DATA TO PROCESS -

***

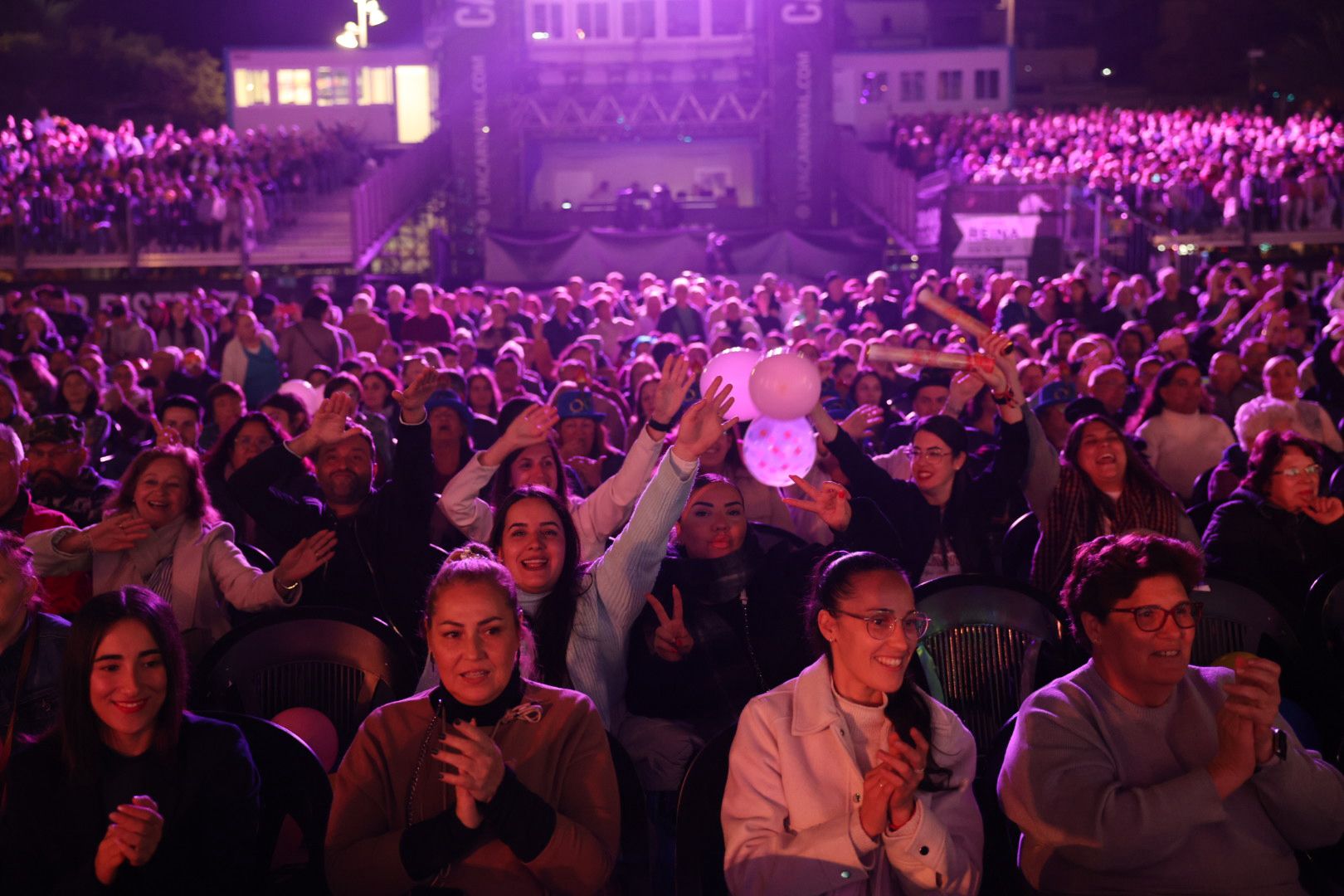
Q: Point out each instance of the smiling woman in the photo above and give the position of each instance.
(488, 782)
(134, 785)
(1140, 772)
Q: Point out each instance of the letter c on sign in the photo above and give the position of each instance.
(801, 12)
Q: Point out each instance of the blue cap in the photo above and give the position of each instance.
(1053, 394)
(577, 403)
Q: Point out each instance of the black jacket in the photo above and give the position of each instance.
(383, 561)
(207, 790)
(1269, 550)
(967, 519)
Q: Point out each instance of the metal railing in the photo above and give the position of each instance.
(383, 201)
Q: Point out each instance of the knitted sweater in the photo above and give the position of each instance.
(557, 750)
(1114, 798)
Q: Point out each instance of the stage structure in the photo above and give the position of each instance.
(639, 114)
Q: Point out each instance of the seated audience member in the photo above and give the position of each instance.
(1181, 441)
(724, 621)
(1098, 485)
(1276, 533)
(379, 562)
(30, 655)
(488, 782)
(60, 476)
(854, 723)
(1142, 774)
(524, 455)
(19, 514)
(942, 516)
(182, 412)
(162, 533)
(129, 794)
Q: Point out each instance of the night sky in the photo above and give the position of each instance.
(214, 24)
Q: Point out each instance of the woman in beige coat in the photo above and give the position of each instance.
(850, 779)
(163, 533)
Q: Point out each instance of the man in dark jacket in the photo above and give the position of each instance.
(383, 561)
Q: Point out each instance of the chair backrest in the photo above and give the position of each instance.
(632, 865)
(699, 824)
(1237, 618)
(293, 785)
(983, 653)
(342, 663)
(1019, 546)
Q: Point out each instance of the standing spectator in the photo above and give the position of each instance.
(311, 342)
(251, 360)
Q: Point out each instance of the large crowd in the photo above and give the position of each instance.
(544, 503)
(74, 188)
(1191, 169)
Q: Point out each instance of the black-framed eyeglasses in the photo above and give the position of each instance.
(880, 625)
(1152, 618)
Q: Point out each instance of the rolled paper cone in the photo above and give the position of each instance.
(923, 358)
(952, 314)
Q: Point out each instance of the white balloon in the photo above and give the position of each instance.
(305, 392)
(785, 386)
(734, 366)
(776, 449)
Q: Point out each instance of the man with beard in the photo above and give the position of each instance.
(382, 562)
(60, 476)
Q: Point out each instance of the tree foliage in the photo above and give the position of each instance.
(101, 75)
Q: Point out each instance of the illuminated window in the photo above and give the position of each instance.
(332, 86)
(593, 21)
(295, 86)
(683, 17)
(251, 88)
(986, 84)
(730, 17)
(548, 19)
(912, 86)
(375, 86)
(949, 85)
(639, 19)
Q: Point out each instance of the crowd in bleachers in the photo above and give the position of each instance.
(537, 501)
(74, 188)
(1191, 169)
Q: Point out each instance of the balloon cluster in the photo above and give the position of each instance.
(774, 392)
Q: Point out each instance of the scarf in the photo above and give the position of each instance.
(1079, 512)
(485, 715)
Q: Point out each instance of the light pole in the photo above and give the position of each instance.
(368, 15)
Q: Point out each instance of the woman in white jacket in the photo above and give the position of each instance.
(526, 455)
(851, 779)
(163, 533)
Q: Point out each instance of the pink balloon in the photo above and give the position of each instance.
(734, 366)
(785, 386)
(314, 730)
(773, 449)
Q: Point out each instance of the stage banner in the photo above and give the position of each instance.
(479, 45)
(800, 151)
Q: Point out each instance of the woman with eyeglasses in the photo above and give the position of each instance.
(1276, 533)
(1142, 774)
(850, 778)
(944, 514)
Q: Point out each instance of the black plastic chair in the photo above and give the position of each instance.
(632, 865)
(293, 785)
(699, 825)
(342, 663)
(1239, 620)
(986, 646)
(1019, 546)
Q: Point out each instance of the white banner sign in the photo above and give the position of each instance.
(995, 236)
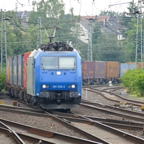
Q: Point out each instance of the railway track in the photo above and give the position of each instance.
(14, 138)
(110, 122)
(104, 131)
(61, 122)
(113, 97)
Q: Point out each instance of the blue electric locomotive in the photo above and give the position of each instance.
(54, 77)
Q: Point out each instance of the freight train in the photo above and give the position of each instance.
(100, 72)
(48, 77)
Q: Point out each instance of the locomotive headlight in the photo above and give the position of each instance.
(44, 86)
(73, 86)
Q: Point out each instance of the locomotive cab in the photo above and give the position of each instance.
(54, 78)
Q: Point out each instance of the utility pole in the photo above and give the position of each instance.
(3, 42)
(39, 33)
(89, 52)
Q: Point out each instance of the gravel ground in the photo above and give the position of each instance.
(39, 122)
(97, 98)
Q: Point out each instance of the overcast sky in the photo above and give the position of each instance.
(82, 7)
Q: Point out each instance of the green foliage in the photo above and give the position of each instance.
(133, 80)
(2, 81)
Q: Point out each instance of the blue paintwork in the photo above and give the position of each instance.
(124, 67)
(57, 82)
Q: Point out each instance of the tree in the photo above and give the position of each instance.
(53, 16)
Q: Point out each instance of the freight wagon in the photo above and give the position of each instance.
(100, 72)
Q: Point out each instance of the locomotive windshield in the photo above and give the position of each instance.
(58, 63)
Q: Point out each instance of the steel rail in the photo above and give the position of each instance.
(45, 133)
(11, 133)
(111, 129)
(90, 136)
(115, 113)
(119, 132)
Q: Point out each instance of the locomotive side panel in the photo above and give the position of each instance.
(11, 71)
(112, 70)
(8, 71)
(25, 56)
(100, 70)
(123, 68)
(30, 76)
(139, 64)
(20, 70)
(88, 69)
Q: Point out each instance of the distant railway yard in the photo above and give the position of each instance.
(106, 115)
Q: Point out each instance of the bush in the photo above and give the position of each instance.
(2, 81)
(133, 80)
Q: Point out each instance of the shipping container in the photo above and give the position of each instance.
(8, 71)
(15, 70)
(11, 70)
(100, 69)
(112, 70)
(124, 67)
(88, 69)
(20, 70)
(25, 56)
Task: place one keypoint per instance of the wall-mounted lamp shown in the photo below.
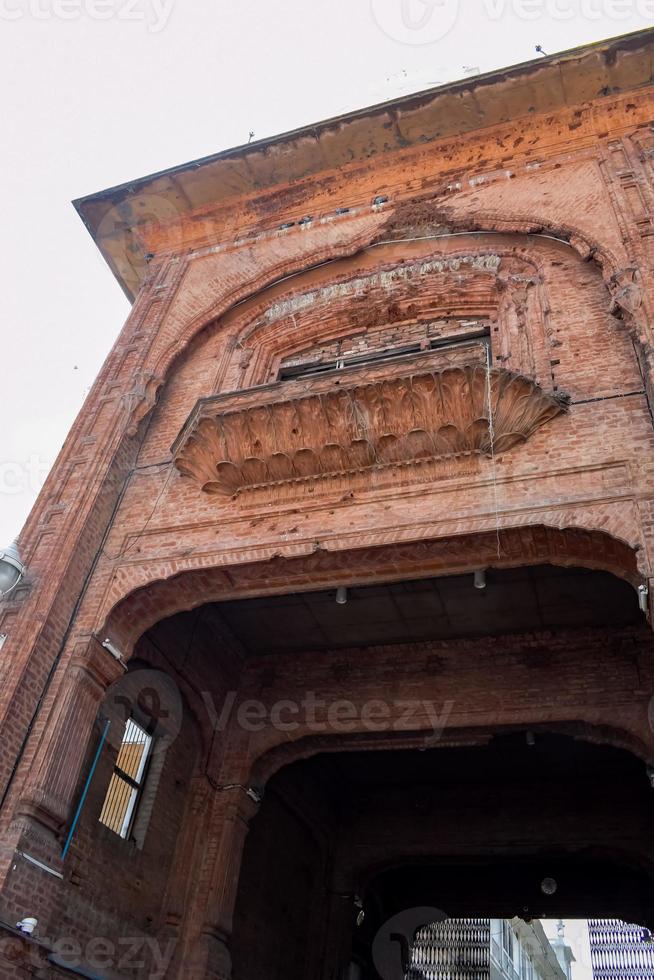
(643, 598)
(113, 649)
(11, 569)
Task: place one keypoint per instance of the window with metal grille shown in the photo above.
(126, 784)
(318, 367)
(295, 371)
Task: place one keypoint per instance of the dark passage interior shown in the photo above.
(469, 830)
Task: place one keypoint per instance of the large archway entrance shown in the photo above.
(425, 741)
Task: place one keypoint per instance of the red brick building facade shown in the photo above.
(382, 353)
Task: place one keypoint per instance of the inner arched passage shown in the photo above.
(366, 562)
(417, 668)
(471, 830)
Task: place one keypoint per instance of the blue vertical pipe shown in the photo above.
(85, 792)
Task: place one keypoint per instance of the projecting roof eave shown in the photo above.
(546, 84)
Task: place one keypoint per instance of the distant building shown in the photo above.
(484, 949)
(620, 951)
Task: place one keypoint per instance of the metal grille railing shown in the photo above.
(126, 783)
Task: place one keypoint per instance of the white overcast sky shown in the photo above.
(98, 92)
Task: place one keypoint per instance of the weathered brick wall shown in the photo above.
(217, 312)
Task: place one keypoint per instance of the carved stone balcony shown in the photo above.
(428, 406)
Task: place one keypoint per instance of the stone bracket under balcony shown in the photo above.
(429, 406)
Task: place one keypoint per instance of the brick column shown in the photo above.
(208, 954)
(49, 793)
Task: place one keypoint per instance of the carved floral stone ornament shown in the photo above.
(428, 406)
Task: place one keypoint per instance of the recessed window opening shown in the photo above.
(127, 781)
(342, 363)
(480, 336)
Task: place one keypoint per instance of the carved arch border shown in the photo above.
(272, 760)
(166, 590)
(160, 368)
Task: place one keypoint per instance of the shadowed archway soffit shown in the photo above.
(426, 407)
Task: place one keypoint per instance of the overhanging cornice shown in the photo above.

***

TASK TO COMPLETE - Repeat the records above exactly. No pictures go into the repeat.

EXERCISE RESULT -
Q: Point out each instance of the smiling woman in the photo above and give the position of each instance.
(488, 782)
(134, 785)
(1140, 772)
Q: Point out each instance of the letter c on sign in the photo above and give the position of each instance.
(801, 12)
Q: Point out each instance of the blue cap in the photo above and give the position of each instance.
(1053, 394)
(577, 403)
Q: Point out each instance of the black jacket in the photo above and give the position of each instance.
(383, 561)
(207, 790)
(1269, 550)
(967, 519)
Q: Point out each instance of the metal railing in the photo above and give the position of each instance.
(383, 201)
Q: Point out each instance of the knitted sweater in the photo above and give the position of each instance.
(557, 750)
(1114, 798)
Q: Point out each instance of the stage structure in the photo above and give the position of each instance.
(639, 114)
Q: Point out each instance of the seated audience member in the photo above and give the position of each instance.
(1181, 441)
(724, 621)
(1098, 485)
(1276, 533)
(379, 562)
(30, 655)
(488, 782)
(60, 476)
(854, 723)
(1142, 774)
(524, 455)
(19, 514)
(942, 516)
(182, 412)
(162, 533)
(129, 794)
Q: Point out each instance of the night sky in the photo above and give the position of each instance.
(214, 24)
Q: Point out each instance of the woman in beige coat in the photo above and give the position of each instance.
(850, 779)
(163, 533)
Q: Point out each instance of the man in dark jacket in the photo above and give the position of each instance.
(383, 561)
Q: Point out each instance of the chair backrest in the photo above and give the position of each instance.
(632, 865)
(699, 824)
(1237, 618)
(293, 785)
(983, 653)
(342, 663)
(1019, 546)
Q: Point out each instance of the standing spectator in the photo above and give the position of each instance.
(311, 342)
(251, 360)
Q: Point out each instance of the large crowd in the photo above and give the position of each instance.
(544, 503)
(74, 188)
(1191, 169)
Q: Point out each instance of the black-framed eyeglasses in the photo above and give the position of each instance.
(880, 625)
(1152, 618)
Q: Point out each instance of the rolled paper cone in the photo above and give the position of each instance.
(923, 358)
(952, 314)
Q: Point out each instance of the white balloon in the photo above and give the position of each instance.
(305, 392)
(785, 386)
(734, 366)
(776, 449)
Q: Point out each instance of the man with beard in the photo above and give the position of each instance.
(382, 562)
(60, 476)
Q: Point out each instance of the tree foliage in the photo above and give the position of each instance.
(101, 75)
Q: Point out each instance of the illuminated window in the photo above and give the position of each instance.
(332, 86)
(593, 21)
(295, 86)
(683, 17)
(251, 88)
(986, 84)
(730, 17)
(548, 19)
(912, 86)
(375, 86)
(949, 85)
(639, 19)
Q: Point out each instance of the crowd in bleachers in the photo above and give the position of each instance.
(537, 501)
(74, 188)
(1191, 169)
Q: Point out each instance of the balloon cluster in the photo above and give the position of each instance.
(774, 392)
Q: Point out each instance of the scarf in the photo above and give the position of each instance.
(1079, 512)
(485, 715)
Q: Point out each instance of the light pole in the photo above and give the position of each instance.
(368, 15)
Q: Point out each instance of the woman in white jacket in the photo above and give the position of each instance.
(526, 455)
(851, 779)
(163, 533)
Q: Point out each instance of the pink balloon in the photo above and give the position of each instance.
(734, 366)
(785, 386)
(314, 730)
(773, 449)
Q: Point out each instance of the stage banner in the photo above and give the position of each instance.
(479, 45)
(800, 151)
Q: Point out each instance of the woman with eyeglasses in the photo above and give the position of each instance.
(1276, 533)
(1142, 774)
(850, 778)
(944, 514)
Q: Point out each instance of the black plastic chair in the photo above and give the position of each instance.
(632, 865)
(293, 785)
(699, 825)
(342, 663)
(1239, 620)
(986, 646)
(1019, 546)
Q: Point out each instance of the white banner sign in the photo above and give the position of each instance.
(995, 236)
Q: Point out each instance of the railway track in the photo above and give the position of each instance.
(14, 138)
(110, 122)
(104, 131)
(61, 122)
(113, 97)
Q: Point out each instance of the blue electric locomotive in the photo above and give the position of each instance.
(54, 77)
Q: Point out each instance of the freight train in the photo above and give the position of each instance.
(100, 72)
(48, 77)
Q: Point out each instance of the locomotive headlight in the photo above and give the position of each instance.
(44, 86)
(73, 86)
Q: Point out each instance of the locomotive cab in the photo above and give the position of each instance.
(54, 78)
Q: Point out each instance of the utility pole in the photo above and give the position of each instance.
(3, 42)
(39, 33)
(89, 52)
Q: Point out each instance of the gravel ground in the photo above and give the position of each instance.
(39, 122)
(97, 98)
Q: Point out each instance of the overcast sky in the photo above and give the position of each instance.
(82, 7)
Q: Point out each instance of the green foliage in the photo above and give the position of each instance.
(133, 80)
(2, 81)
Q: Point out each instance of the blue paintwork in the photo above and give the position of each instance.
(124, 67)
(57, 82)
Q: Point out each instance of the tree in the photo above and give the position of each instance.
(53, 16)
Q: Point out each instance of the freight wagon in the photo above and give the position of each instance.
(100, 72)
Q: Point out each instance of the locomotive windshield in the photo above and give the position of each instance.
(58, 63)
Q: Point out each instance of the steel rail in the photo above and give the position of each instance.
(45, 133)
(11, 133)
(111, 129)
(90, 136)
(115, 113)
(119, 132)
Q: Point out each instance of the locomotive side panel in the photo above and give the position of each instance.
(11, 71)
(112, 70)
(8, 71)
(25, 56)
(100, 70)
(123, 68)
(30, 76)
(139, 64)
(20, 70)
(88, 69)
Q: Point out each instance of the distant railway yard in the photo above and give the position of each instance.
(106, 115)
Q: Point out each instance of the bush in the photo above and give the position of each instance.
(2, 81)
(133, 80)
Q: Point out each instance of the shipping container in the photo above and give the position of each instance.
(8, 71)
(15, 70)
(11, 70)
(100, 69)
(112, 70)
(124, 67)
(88, 69)
(20, 70)
(25, 56)
Task: place one keypoint per instance of the wall-mounted lamp shown in the photo below.
(643, 598)
(113, 649)
(11, 569)
Task: place one keypoint per instance of the window with metal grille shown in the photo above.
(126, 784)
(318, 367)
(295, 371)
Task: place one keypoint per instance of the dark passage interior shown in the photo above.
(469, 830)
Task: place one keypoint per instance of the large archway entrance shown in the photo above.
(425, 741)
Task: place one keypoint per instance of the red brick building facade shown in the photo above.
(382, 353)
Task: place one keypoint per instance of the inner arched passage shown in the photo above.
(366, 562)
(417, 668)
(471, 830)
Task: place one keypoint per instance of the blue vertical pipe shown in the photo above.
(85, 792)
Task: place one keypoint per instance of the projecting roof eave shown in the photo above.
(546, 84)
Task: place one keypoint per instance of the distant building shown in the photo above.
(484, 949)
(620, 951)
Task: place one keypoint per instance of the metal grille railing shown in the photo above.
(126, 783)
Task: place one keypoint per instance of the white overcast sky shown in the photo above.
(98, 92)
Task: place one keypoint per instance of the weathered brick wall shown in the photo above.
(217, 312)
Task: place one keypoint per instance of the carved stone balcony shown in the photo above.
(428, 406)
Task: place one keypoint per instance of the stone bracket under balcony shown in the photo above.
(429, 406)
Task: place one keypoint per instance of the brick column shown in the photo above.
(208, 954)
(49, 793)
Task: place one keypoint per instance of the carved floral stone ornament shown in the photo above.
(428, 406)
Task: place one keypoint per instance of the recessed window opening shown in the photo above.
(127, 781)
(342, 363)
(480, 336)
Task: place one keypoint per instance of the carved arch border shown in the photo above.
(272, 760)
(166, 590)
(160, 368)
Task: place one keypoint per instance of the shadowed archway soffit shown in the photo above.
(426, 407)
Task: place one keypoint per instance of the overhanging cornice shown in the photo above.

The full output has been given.